* _SHORT PROBLEM A_: Report each line of the entries below that contains the word "white".

* _TEXT PROVIDED_:
——————————

Submissions, Rejections, and Moving On

I feel like this is a post I’ve probably written before, in one manner or another. But the truth is, that if you’re a writer, actively seeking to publish your work and/or build up your resume (let’s call it a ‘platform’), you’re going to have to deal, at some point in your process, with rejection. Hell, humans in general have to deal with it in all facets of our lives, and as we mature and gain experience we learn (or don’t learn) how to cope with it and move on.

*I should add a disclaimer: I’ve seen it happen, on the rare occasion that someone’s first draft of their first novel gets picked up by a publisher, right away. I’m happy for those few among us, but they are very rare outliers. The exceptions. The kid that blew the curve in class. And since they’re probably not in ‘need’ of writing advice–they can go on with their charmed lives. This post is for the rest of us*

A rejection letter for our artistic work (the meat of our souls if you will) is often harder to take than getting passed over for a promotion or shot down by that guy at the club (or wherever a person tries to pick up someone–I’ve been out of that game for many moons). Writing is, in many cases, a work of heart. And it takes guts and faith, and an ounce of reckless stupidity to throw it out into the world for other people to read (judge, pick apart, mock, etc.) So when we put our (he)art on the line and it’s returned with a swift and almost cutting “thanks but no thanks” it can often feel like we’re getting a red pen mark right through our soul. They didn’t like it. They don’t like me.

So here’s where I tell you the few things I’ve learned. Not just about in dealing with rejection but also how to submit in ways that will expand your confidence and the chances that your work will be seen and appreciated.

I could pound out a bunch of statistics on how many times major publishers rejected some of our favorite and prolific authors. I could tell you that some of those authors when into their thirties and forties (even fifties) without ever finding success in the industry, and I could give you a sunshine-up-your bottom pep talk about not giving in.

But I’m here to help. And I don’t believe in false praise, false hope, or anything false when it comes to finding the system that works for you. What I will tell you is this:

1.) Rejection is important to our growth and the quality of our work.

And there’s a blade thin line artists walk. Where the sting and wound of rejection can, in fact, topple us over and we may never rise again. It happens. All the time. So, when you think about being a writer—I want you to think hard about this one truth—

Your work will be rejected. Your words and ideas, your stories and the depths of your heart on page, will be thrown back at your feet and declared unwanted. But here’s the secret. It does not matter if they believe in your work. It doesn’t matter if they find it worthy. All that matters, is that you believe.

Your work is not you. So your novel was rejected and, if you were lucky (yes—lucky I said) they gave you some scathing or tepid advice about why. I’m willing to bet the editors did not say “You’re shoes are dumb and your breath smells like coffee farts. Oh, and your momma was a Clydesdale.” And if they did—that editor was having a really shitty day and you should send them some flowers—back on point. You are not your work. Rejection of your work is not a measure of your worth as a person or as a writer. Everything in life that we want to get better at, takes practice, and the best practice includes mistakes and their inherent lessons. Your work is not perfect, but it is changeable. You are not perfect, and you don’t have to be. Rejection of your work means you are out there, in the business building a better story and standing behind it. Don’t take it personally.

——————————

* _SHORT PROBLEM B_: According to the post on rejection, what does it take to throw writing out into the world for other people to read? List every item it names.

Entries for bounding box labeling:
——————————

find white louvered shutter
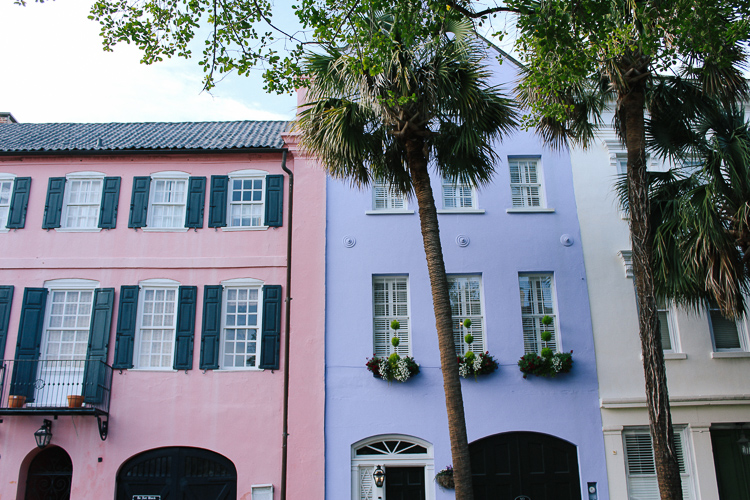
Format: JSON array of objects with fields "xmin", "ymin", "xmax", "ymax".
[
  {"xmin": 448, "ymin": 276, "xmax": 486, "ymax": 356},
  {"xmin": 519, "ymin": 275, "xmax": 558, "ymax": 354},
  {"xmin": 372, "ymin": 276, "xmax": 410, "ymax": 357}
]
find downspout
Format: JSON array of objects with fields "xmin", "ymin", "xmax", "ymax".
[{"xmin": 280, "ymin": 149, "xmax": 294, "ymax": 500}]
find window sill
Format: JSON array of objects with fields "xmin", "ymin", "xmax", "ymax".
[
  {"xmin": 55, "ymin": 227, "xmax": 102, "ymax": 233},
  {"xmin": 221, "ymin": 226, "xmax": 268, "ymax": 232},
  {"xmin": 505, "ymin": 207, "xmax": 555, "ymax": 214},
  {"xmin": 437, "ymin": 208, "xmax": 484, "ymax": 214},
  {"xmin": 140, "ymin": 227, "xmax": 191, "ymax": 233},
  {"xmin": 711, "ymin": 351, "xmax": 750, "ymax": 359},
  {"xmin": 664, "ymin": 352, "xmax": 687, "ymax": 359},
  {"xmin": 365, "ymin": 210, "xmax": 414, "ymax": 215}
]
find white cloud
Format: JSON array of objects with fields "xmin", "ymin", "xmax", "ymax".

——————————

* _COMPLETE OUTPUT A_:
find white louvered shutter
find white cloud

* _COMPLETE OUTPUT B_:
- Guts
- Faith
- An ounce of reckless stupidity